### MATERIAL SUPPLIED
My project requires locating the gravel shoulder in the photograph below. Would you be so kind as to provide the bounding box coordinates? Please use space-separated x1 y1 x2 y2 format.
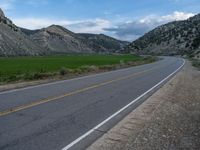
87 60 200 150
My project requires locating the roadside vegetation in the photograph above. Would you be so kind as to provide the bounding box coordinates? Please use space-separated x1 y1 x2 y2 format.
0 54 157 84
192 59 200 70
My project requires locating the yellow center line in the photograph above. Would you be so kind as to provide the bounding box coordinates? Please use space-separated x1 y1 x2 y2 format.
0 67 156 117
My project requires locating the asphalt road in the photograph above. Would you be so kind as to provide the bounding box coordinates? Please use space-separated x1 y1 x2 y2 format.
0 57 184 150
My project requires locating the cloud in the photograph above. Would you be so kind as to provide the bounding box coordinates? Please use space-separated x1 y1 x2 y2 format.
12 11 195 41
104 21 151 41
67 19 111 33
0 0 14 10
13 18 71 29
104 11 195 41
161 11 194 21
13 17 111 34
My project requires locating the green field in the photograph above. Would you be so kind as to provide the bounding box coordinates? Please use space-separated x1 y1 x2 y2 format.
0 54 153 83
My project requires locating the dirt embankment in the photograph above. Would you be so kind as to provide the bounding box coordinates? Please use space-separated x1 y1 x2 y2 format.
87 61 200 150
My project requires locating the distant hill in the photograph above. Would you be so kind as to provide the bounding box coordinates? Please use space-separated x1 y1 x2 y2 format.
78 33 129 53
0 8 128 56
0 8 46 56
25 25 94 54
126 14 200 58
23 26 129 54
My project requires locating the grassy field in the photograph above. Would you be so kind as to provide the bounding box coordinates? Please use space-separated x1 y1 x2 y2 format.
0 54 155 83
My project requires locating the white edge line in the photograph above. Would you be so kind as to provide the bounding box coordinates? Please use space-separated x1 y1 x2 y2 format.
62 59 185 150
0 59 159 95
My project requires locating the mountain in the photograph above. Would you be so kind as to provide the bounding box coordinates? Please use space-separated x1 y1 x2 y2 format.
78 33 129 53
126 14 200 58
0 8 47 56
25 25 94 54
0 8 128 56
24 26 129 54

### DIRECTIONS
Tail of the listing, starting at the line with "My project requires locating the distant" and ending at the last line: output it exactly and add nothing.

### ANSWER
My project requires locating the distant hill in the photograph above. Would you be so kind as to provide the bounding box coordinates? Please use space-separated x1 y1 x2 y2 format.
78 33 129 53
0 8 128 56
0 8 46 56
25 25 94 54
126 14 200 58
23 26 129 54
My project requires locating the grassy field in the photograph above. Would you be so kind as to provide the bounding box coordinates? Please use space-separated x1 y1 x2 y2 format.
0 54 155 83
My project requires locating the white edge line in the photograph above. Would you be so kind as to provide the bounding box coordinates? Please use space-separated x1 y1 x2 y2 format.
62 59 185 150
0 59 159 95
My project requires locating the mountain in the photograph above. Would you be so kind as to provide the bounding box coordinates? Please use space-separated x1 y1 x2 y2 format.
78 33 129 53
126 14 200 58
0 8 47 56
25 25 94 54
0 8 128 56
24 26 129 54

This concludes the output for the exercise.